───── Records for this exercise ─────

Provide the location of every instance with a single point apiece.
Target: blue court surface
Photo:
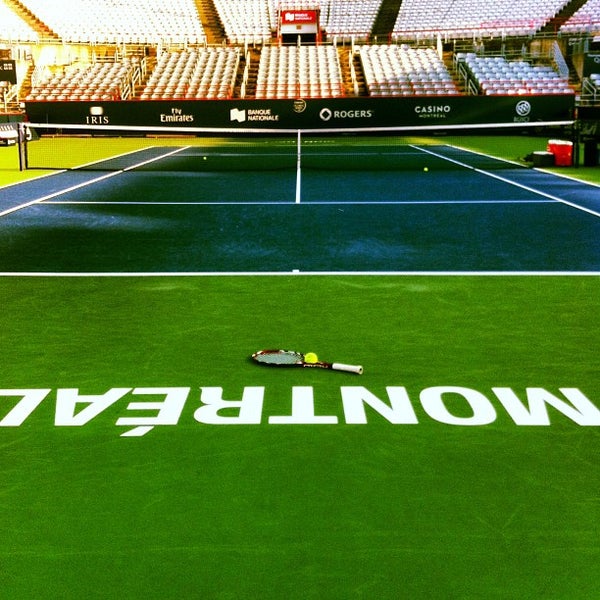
(144, 455)
(449, 211)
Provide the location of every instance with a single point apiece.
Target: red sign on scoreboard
(299, 17)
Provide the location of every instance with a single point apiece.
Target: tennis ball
(311, 358)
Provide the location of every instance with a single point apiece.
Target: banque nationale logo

─────

## What the exercise asks
Copy every record exactly as written, leaving out the pictures.

## Response to the exercise
Provide the location of every instance with a single point apiece.
Target: blue court surface
Photo:
(144, 455)
(449, 211)
Provide the location of every instance with a single point apiece.
Target: red sign on scoreboard
(299, 17)
Provide the location of every instance with a single point apiece.
Target: tennis ball
(311, 358)
Provide the location of every instance with a single point apiece.
Target: banque nationale logo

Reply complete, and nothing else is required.